Aim of the task >> Please copy all of the entries below word for word, leaving out the pictures.

- - - - -

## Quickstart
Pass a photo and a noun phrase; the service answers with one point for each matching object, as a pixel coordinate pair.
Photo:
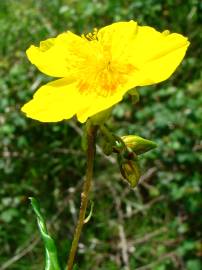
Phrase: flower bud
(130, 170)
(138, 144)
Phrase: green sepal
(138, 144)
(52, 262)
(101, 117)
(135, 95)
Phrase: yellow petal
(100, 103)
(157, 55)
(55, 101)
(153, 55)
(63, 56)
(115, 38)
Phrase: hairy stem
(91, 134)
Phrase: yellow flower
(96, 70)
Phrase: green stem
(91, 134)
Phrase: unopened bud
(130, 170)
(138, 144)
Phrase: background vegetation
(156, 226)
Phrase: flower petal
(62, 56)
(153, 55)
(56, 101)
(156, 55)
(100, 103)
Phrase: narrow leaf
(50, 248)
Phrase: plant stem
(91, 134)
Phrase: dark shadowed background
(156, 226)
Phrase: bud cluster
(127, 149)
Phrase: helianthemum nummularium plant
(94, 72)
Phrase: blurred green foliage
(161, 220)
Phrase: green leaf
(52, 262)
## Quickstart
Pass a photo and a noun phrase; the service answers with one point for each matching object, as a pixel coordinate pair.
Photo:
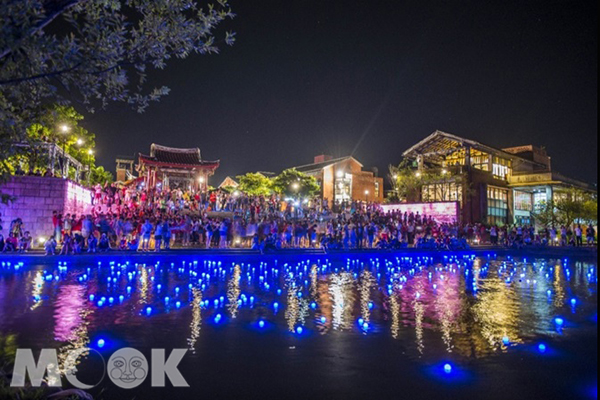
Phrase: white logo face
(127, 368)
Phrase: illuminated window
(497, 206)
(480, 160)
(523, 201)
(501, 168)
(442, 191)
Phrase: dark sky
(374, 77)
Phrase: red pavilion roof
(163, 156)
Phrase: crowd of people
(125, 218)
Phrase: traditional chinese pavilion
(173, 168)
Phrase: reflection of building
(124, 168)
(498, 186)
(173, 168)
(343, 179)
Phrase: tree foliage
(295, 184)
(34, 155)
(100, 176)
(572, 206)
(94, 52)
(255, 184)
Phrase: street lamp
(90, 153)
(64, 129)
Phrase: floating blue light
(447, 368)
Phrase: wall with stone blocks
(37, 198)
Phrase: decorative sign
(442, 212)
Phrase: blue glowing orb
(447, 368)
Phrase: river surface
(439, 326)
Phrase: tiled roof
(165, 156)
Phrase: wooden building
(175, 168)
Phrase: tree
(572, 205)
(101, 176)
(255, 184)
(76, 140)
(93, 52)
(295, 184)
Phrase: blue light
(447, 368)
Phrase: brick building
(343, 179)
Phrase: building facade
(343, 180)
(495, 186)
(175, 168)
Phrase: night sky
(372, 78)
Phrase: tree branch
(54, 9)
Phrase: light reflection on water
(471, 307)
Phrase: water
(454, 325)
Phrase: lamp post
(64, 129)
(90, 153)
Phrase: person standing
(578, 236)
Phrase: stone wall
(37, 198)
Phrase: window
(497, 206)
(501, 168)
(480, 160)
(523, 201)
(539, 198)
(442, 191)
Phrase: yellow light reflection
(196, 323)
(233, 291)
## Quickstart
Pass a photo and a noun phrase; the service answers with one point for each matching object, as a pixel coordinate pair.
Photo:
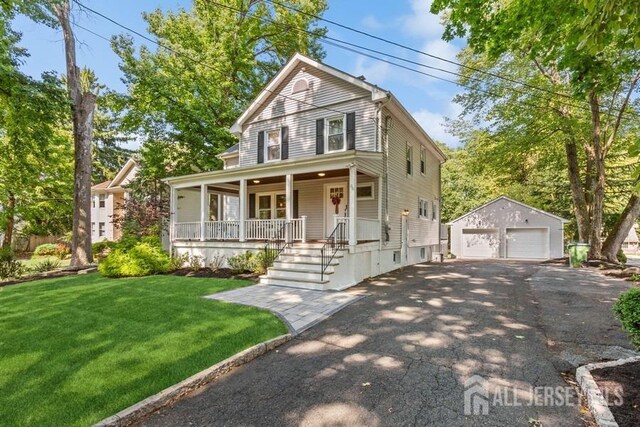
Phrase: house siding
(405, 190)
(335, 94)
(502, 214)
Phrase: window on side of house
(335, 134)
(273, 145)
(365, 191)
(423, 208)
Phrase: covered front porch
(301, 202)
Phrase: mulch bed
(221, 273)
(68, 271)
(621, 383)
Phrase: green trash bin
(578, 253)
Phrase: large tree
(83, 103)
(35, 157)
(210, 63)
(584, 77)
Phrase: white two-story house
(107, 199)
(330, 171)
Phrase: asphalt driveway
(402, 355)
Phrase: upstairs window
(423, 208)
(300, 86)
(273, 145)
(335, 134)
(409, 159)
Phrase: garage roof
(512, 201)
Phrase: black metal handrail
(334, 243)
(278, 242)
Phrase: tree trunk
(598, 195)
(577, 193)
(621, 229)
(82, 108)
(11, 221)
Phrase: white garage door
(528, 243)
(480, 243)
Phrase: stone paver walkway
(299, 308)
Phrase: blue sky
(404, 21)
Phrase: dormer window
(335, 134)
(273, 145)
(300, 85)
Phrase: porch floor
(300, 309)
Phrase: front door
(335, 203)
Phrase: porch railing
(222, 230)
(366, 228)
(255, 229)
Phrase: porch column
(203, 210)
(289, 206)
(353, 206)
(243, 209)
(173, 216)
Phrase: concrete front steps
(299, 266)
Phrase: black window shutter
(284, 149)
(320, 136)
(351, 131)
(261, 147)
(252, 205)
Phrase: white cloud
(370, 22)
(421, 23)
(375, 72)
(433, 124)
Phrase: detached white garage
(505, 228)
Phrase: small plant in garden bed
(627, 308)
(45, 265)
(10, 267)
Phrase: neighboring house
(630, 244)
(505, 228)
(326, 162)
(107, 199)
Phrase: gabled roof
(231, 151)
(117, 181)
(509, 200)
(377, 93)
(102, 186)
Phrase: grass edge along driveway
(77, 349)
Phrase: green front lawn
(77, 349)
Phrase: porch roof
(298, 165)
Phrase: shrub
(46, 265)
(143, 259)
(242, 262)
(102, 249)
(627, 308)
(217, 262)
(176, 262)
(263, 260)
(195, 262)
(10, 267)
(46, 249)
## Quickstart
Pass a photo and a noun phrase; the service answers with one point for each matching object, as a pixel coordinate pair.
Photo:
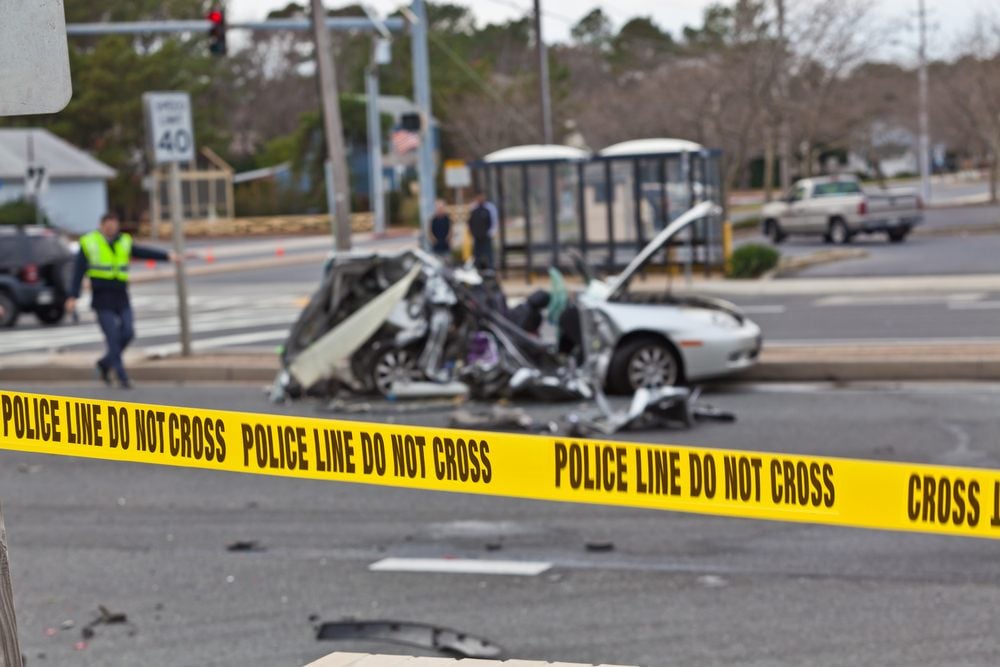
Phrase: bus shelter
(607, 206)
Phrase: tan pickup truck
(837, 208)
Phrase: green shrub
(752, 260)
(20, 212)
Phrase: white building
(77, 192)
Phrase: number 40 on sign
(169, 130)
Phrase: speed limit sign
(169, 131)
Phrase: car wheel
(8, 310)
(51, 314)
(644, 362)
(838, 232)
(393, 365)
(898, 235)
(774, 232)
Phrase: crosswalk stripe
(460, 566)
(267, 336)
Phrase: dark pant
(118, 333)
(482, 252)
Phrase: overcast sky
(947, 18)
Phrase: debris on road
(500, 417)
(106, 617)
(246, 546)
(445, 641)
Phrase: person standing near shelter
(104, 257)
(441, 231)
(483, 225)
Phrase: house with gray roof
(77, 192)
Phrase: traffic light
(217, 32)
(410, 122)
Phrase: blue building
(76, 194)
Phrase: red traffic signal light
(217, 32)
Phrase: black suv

- - - - -

Final answer >>
## Quickstart
Pass a photo and a noun phrase; the service answers with one point for each matching object, as a pixel coordinate pair.
Photo:
Phrase: flower bud
(130, 170)
(138, 144)
Phrase: green sepal
(138, 144)
(52, 262)
(101, 117)
(135, 95)
Phrase: yellow petal
(100, 103)
(157, 55)
(55, 101)
(153, 55)
(63, 56)
(115, 38)
Phrase: hairy stem
(91, 134)
Phrase: yellow flower
(96, 70)
Phrase: green stem
(91, 134)
Phrase: unopened bud
(130, 170)
(138, 144)
Phrase: background vegetation
(156, 226)
Phrase: flower petal
(62, 56)
(153, 55)
(56, 101)
(156, 55)
(100, 103)
Phrase: narrow leaf
(50, 248)
Phrase: plant stem
(91, 134)
Phrase: dark shadowed background
(156, 226)
Phrase: bud cluster
(127, 149)
Phrase: helianthemum nummularium plant
(94, 72)
Phrase: blurred green foliage
(161, 220)
Phrase: green leaf
(52, 262)
## Quickstart
Pass a photo and a noun phrase; the service answers with one point for each matching object, as a pixel coordinate pair.
Photo:
Phrase: white logo face
(127, 368)
Phrase: illuminated window
(497, 206)
(480, 160)
(523, 201)
(501, 168)
(442, 191)
Phrase: dark sky
(374, 77)
Phrase: red pavilion roof
(163, 156)
Phrase: crowd of people
(125, 218)
Phrase: traditional chinese pavilion
(173, 168)
Phrase: reflection of building
(124, 168)
(498, 186)
(173, 168)
(343, 179)
Phrase: tree foliage
(295, 184)
(34, 155)
(100, 176)
(572, 206)
(94, 52)
(255, 184)
Phrase: street lamp
(90, 153)
(64, 129)
Phrase: floating blue light
(447, 368)
Phrase: wall with stone blocks
(37, 198)
Phrase: decorative sign
(442, 212)
Phrase: blue glowing orb
(447, 368)
Phrase: river surface
(439, 326)
Phrase: tiled roof
(165, 156)
Phrase: wooden building
(175, 168)
Phrase: tree
(572, 205)
(101, 176)
(255, 184)
(76, 140)
(93, 52)
(295, 184)
Phrase: blue light
(447, 368)
Phrase: brick building
(343, 179)
Phrase: building facade
(343, 180)
(495, 186)
(175, 168)
Phrase: night sky
(372, 78)
Phrase: tree branch
(54, 9)
Phrase: light reflection on water
(471, 307)
Phrase: water
(454, 325)
Phrase: lamp post
(64, 129)
(90, 153)
Phrase: person standing
(578, 236)
Phrase: stone wall
(37, 198)
Phrase: window
(497, 206)
(501, 168)
(480, 160)
(523, 201)
(539, 198)
(442, 191)
Phrase: yellow light reflection
(196, 323)
(233, 291)
## Quickstart
Pass a photo and a noun phrase; the service answers with one point for each matching object, as a pixel coordinate pair.
Photo:
Phrase: house siding
(405, 190)
(335, 94)
(502, 214)
Phrase: window on side of house
(335, 134)
(273, 145)
(365, 191)
(423, 208)
Phrase: covered front porch
(301, 202)
Phrase: mulch bed
(221, 273)
(68, 271)
(621, 383)
Phrase: green trash bin
(578, 253)
Phrase: large tree
(83, 103)
(35, 157)
(210, 63)
(584, 77)
Phrase: white two-story house
(107, 199)
(330, 171)
Phrase: asphalt driveway
(402, 355)
Phrase: upstairs window
(423, 208)
(300, 86)
(273, 145)
(335, 134)
(409, 159)
Phrase: garage roof
(512, 201)
Phrase: black metal handrail
(334, 243)
(278, 242)
Phrase: tree trunk
(598, 195)
(577, 193)
(621, 229)
(82, 108)
(11, 221)
Phrase: white garage door
(528, 243)
(480, 243)
Phrase: stone paver walkway
(299, 308)
Phrase: blue sky
(404, 21)
Phrase: dormer window
(335, 134)
(273, 145)
(300, 85)
Phrase: porch floor
(300, 309)
Phrase: front door
(335, 203)
Phrase: porch railing
(222, 230)
(366, 228)
(255, 229)
Phrase: porch column
(203, 210)
(289, 206)
(353, 206)
(243, 209)
(173, 216)
Phrase: concrete front steps
(299, 266)
Phrase: black window shutter
(284, 149)
(320, 136)
(351, 131)
(261, 147)
(252, 205)
Phrase: white cloud
(370, 22)
(421, 23)
(375, 72)
(433, 124)
Phrase: detached white garage
(505, 228)
Phrase: small plant in garden bed
(627, 308)
(45, 265)
(10, 267)
Phrase: neighboring house
(630, 244)
(505, 228)
(326, 162)
(107, 199)
Phrase: gabled roof
(231, 151)
(117, 181)
(509, 200)
(377, 93)
(102, 186)
Phrase: grass edge along driveway
(77, 349)
Phrase: green front lawn
(77, 349)
Phrase: porch roof
(298, 165)
Phrase: shrub
(46, 265)
(143, 259)
(242, 262)
(102, 249)
(627, 308)
(217, 262)
(176, 262)
(263, 260)
(195, 262)
(10, 267)
(46, 249)
## Quickstart
Pass a photo and a noun phrase; the service answers with one point for each matching object, as a pixel coordinate pair.
Photo:
Phrase: bus shelter
(607, 206)
Phrase: tan pickup truck
(837, 208)
Phrase: green shrub
(752, 260)
(20, 212)
Phrase: white building
(77, 192)
Phrase: number 40 on sign
(169, 130)
Phrase: speed limit sign
(169, 131)
Phrase: car wheel
(8, 310)
(51, 314)
(644, 362)
(838, 232)
(393, 365)
(898, 235)
(774, 232)
Phrase: crosswalk stripe
(460, 566)
(267, 336)
Phrase: dark pant
(118, 333)
(482, 252)
Phrase: overcast sky
(947, 18)
Phrase: debris on road
(500, 417)
(106, 617)
(246, 546)
(445, 641)
Phrase: person standing near shelter
(104, 257)
(441, 231)
(483, 225)
Phrase: house with gray roof
(77, 192)
Phrase: traffic light
(217, 32)
(410, 122)
Phrase: blue building
(76, 194)
Phrase: red traffic signal light
(217, 32)
Phrase: black suv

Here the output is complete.